Brief: Reproduce the entries exactly, beginning with the line containing "Exam Question 7: Identify the broken" and ending with their last line, both included.

── Available data ──

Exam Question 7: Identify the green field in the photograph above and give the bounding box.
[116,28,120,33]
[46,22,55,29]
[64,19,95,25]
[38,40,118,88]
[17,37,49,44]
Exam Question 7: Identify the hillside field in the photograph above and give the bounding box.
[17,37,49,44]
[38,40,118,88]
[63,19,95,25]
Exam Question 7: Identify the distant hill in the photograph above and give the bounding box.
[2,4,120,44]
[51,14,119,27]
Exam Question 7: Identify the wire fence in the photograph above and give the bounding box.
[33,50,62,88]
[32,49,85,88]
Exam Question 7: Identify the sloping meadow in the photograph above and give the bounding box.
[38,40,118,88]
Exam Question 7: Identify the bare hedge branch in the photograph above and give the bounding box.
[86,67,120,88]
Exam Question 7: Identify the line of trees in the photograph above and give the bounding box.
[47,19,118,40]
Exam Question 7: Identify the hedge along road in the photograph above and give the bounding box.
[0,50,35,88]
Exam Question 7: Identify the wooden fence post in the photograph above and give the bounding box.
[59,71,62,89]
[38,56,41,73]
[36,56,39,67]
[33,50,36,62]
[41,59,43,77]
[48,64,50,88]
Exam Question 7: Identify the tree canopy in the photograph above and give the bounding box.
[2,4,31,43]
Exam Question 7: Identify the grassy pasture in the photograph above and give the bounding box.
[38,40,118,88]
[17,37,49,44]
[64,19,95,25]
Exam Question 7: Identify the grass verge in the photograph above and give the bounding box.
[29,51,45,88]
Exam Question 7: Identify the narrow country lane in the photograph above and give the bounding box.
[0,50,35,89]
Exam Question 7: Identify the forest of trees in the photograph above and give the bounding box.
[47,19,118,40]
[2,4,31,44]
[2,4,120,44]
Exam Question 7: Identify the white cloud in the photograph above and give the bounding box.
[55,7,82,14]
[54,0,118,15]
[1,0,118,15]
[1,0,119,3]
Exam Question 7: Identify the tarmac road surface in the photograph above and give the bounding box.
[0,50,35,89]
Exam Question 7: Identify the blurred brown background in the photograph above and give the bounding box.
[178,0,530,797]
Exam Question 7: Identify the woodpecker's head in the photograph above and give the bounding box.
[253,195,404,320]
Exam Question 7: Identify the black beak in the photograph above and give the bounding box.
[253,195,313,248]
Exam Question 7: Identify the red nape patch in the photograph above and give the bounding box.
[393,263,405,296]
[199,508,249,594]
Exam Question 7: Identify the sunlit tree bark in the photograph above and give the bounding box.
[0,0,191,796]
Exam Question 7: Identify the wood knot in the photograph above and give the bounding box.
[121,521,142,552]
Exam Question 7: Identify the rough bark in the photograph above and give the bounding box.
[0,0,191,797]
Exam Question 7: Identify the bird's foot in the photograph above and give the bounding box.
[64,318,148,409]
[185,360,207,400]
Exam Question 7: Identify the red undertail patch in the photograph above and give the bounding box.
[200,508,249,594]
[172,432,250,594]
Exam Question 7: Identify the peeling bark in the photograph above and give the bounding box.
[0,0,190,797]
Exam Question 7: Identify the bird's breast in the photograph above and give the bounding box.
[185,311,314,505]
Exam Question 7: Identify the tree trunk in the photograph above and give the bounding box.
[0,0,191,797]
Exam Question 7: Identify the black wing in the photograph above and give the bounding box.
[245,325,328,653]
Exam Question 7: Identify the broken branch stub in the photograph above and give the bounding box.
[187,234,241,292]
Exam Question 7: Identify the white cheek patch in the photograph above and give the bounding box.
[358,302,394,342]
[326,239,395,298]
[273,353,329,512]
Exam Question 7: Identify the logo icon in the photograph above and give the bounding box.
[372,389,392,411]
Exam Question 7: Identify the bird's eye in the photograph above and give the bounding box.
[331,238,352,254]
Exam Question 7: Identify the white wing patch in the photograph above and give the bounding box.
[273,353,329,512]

───

Task result:
Exam Question 7: Identify the broken branch stub in the photograph above and give the bounding box.
[187,234,241,292]
Exam Question 7: Identify the white cheek patch in the photograph above and give the bounding box.
[358,302,394,342]
[326,239,395,298]
[273,353,329,512]
Exam Question 7: Identify the logo icon in the photograph above and give the bounding box.
[372,389,392,411]
Exam Question 7: Identify the bird's eye in the photograph above and give the bounding box.
[331,238,352,254]
Exam Question 7: Identify the white wing patch in the photograph above and give the bounding box.
[273,353,329,512]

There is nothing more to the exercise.